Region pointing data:
_ _ _ _

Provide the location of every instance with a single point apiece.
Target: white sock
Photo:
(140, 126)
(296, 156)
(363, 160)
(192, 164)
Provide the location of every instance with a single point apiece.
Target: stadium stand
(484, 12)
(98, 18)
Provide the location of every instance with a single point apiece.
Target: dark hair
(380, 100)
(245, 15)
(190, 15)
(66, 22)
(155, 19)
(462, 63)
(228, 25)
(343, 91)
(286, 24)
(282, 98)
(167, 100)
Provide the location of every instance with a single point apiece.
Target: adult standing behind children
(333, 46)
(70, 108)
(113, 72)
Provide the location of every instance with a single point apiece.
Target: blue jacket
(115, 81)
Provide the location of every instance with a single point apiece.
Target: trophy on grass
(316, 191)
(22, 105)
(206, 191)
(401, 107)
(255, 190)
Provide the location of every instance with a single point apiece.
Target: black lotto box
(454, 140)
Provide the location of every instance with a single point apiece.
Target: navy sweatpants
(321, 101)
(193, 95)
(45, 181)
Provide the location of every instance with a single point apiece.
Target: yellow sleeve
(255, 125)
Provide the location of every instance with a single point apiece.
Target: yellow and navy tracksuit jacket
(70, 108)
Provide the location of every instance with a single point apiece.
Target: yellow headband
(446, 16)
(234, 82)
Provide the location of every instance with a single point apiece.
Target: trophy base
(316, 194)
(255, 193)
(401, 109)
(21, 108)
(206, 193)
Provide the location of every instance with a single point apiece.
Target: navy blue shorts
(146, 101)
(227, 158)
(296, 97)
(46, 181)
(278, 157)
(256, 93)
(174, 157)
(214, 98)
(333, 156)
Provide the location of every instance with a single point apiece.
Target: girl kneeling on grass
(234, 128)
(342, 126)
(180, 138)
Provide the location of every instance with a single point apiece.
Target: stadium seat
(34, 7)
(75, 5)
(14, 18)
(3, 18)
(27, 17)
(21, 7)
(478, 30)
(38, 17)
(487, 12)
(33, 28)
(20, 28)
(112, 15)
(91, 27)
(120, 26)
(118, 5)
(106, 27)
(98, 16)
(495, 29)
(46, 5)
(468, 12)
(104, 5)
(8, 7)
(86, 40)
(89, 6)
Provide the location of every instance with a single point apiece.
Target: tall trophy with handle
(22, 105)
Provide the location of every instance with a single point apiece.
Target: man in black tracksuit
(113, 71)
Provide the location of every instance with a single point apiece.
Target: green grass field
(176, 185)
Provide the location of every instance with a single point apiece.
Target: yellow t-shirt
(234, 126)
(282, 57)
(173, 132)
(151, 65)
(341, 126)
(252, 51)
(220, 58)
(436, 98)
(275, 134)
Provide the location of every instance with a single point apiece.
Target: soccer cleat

_ _ _ _

* [TASK] Set down each entry above again exactly as it reads.

* [ANSWER TO THIS EXERCISE]
Provide the location of every instance with a single point apiece.
Target: white sock
Photo:
(140, 126)
(296, 156)
(363, 160)
(192, 164)
Provide the location of every instance with a single point apiece.
Target: stadium stand
(484, 12)
(98, 18)
Provide the location of every instance with a single point apiece.
Target: dark hair
(380, 100)
(245, 15)
(190, 15)
(66, 22)
(155, 19)
(462, 63)
(228, 25)
(343, 91)
(286, 24)
(282, 98)
(167, 100)
Provide the location of every instance with a single point apiece.
Target: adult standing behind children
(333, 46)
(70, 108)
(113, 72)
Provide the location of every instance with a single point apiece.
Target: blue jacket
(115, 81)
Provide the location of every instance with a single point apiece.
Target: trophy on grass
(316, 191)
(22, 105)
(206, 191)
(401, 107)
(255, 190)
Provide the location of every instance with a single point apiece.
Target: black lotto box
(454, 140)
Provide the location of every instance with a single point apiece.
Target: navy sweatpants
(321, 101)
(193, 95)
(45, 181)
Provide the location of every instance with a single point apiece.
Target: yellow sleeve
(255, 125)
Provide the location of every instance with a single point apiece.
Target: yellow and navy tracksuit jacket
(70, 108)
Provide the location of every instance with a single point apiece.
Target: yellow headband
(446, 16)
(234, 82)
Provide the location of every instance with a single point apiece.
Target: trophy base
(316, 194)
(255, 193)
(401, 109)
(21, 108)
(206, 193)
Provide the location of every instance with a single point apiece.
Target: navy blue shorts
(146, 101)
(227, 158)
(296, 97)
(46, 181)
(278, 157)
(256, 93)
(174, 157)
(214, 98)
(333, 156)
Provide the location of every instance with a single point apiece.
Target: girl kneeling on grass
(234, 128)
(342, 126)
(180, 138)
Provide the location of every instance with a single point apiece.
Target: stadium seat
(34, 7)
(75, 5)
(14, 18)
(3, 18)
(27, 17)
(21, 7)
(478, 30)
(38, 17)
(487, 12)
(33, 28)
(20, 28)
(112, 15)
(91, 27)
(120, 26)
(118, 5)
(106, 27)
(98, 16)
(495, 29)
(46, 5)
(468, 12)
(104, 5)
(8, 7)
(86, 40)
(89, 6)
Provide the location of every instance with a single point apiece.
Target: tall trophy with handle
(22, 105)
Provide the location of every instance with a single point apiece.
Target: man in black tracksuit
(113, 71)
Provide the location of every instance with a single point apiece.
Target: green grass field
(176, 185)
Provide the location of every instance with a single point apiece.
Target: yellow t-shirt
(234, 126)
(282, 57)
(173, 132)
(151, 65)
(341, 126)
(252, 51)
(220, 58)
(436, 98)
(275, 134)
Provide the location of every instance with a single point apiece.
Target: soccer cleat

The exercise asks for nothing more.